— BEGIN Text —

INRUPT_PURGER_MAX_CONCURRENT_REQUESTS#

Default: 30

Max count of Purge Requests being processed at the same time. The Purge Requests will be batched by this size.

INRUPT_PURGER_POLL_EVERY#

Default: PT5S

Rate at which the purger will check the ongoing purge statuses.

INRUPT_PURGER_TIMEOUT#

Default: PT180M

Timeout for an individual purge task. Beyond this time, the purge will be considered failed.

QUARKUS_LOG_LEVEL#

Default: INFO

Logging level.

Service Configuration Logging#

INRUPT_LOGGING_CONFIGURATION_PREFIX_ALLOW#

Default: inrupt

A comma-separated list of configuration property prefixes (case-sensitive) that determine which configurations are logged:

When specifying the prefixes, you can specify the prefixes using one of two formats:

Warning

Use the same format for both INRUPT_LOGGING_CONFIGURATION_PREFIX_ALLOW and INRUPT_LOGGING_CONFIGURATION_PREFIX_DENY.

— END Text —
— BEGIN Extracted material —

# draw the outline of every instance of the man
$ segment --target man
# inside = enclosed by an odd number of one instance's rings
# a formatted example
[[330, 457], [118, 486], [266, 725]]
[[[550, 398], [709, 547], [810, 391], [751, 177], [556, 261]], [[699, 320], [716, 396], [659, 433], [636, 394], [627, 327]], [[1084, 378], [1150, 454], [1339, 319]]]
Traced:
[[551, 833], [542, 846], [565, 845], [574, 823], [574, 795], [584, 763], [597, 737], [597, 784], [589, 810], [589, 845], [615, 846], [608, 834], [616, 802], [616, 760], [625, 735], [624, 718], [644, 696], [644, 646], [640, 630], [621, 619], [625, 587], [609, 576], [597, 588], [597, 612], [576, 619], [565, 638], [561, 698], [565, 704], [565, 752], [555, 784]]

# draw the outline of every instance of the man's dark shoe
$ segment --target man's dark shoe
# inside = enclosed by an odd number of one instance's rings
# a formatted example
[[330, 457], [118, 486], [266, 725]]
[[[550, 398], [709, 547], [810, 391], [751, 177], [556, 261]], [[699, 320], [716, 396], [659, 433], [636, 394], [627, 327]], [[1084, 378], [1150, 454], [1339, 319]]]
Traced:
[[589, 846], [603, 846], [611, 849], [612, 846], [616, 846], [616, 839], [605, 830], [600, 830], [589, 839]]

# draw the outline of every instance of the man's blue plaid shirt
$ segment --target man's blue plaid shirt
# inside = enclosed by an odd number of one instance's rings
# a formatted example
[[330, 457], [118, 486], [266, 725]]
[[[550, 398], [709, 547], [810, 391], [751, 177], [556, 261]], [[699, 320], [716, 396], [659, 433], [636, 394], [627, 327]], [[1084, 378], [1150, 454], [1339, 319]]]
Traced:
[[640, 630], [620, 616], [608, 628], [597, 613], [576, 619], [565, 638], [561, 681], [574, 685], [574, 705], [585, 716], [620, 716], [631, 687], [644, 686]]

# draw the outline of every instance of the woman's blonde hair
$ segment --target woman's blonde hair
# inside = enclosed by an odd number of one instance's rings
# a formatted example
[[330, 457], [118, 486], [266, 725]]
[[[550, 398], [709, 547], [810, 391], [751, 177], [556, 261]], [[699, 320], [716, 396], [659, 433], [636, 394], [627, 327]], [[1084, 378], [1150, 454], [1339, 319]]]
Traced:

— END Extracted material —

* **Request 1**
Reproduce from the purger configuration reference everything from "Default: 30" down to "ongoing purge statuses.".
* **Request 2**
According to the purger configuration reference, what happens to an individual purge task that runs beyond its timeout?
* **Request 3**
Pick up the purger configuration reference after its final sentence and keep writing it.

* **Task output 1**
Default: 30

Max count of Purge Requests being processed at the same time. The Purge Requests will be batched by this size.

INRUPT_PURGER_POLL_EVERY#

Default: PT5S

Rate at which the purger will check the ongoing purge statuses.

* **Task output 2**
The purge is considered failed.

* **Task output 3**
For example, if you change the format of INRUPT_LOGGING_CONFIGURATION_PREFIX_ALLOW, change the format of INRUPT_LOGGING_CONFIGURATION_PREFIX_DENY as well.

Tip

To avoid allowing more than desired configurations, specify as much of the prefix as possible. If the prefix specifies the complete prefix term, include the term delineator. For example:

  • If using dot-notation, if you want to match configuration properties of the form foobar.<xxxx>..., specify foobar. (including the dot .) instead of, for example, foo or foobar.

  • If using converted form, if you want to match configuration properties of the form FOOBAR_<XXXX>..., specify FOOBAR_ (including the underscore _) instead of, for example, FOO or FOOBAR.

Added in version 2.2.0.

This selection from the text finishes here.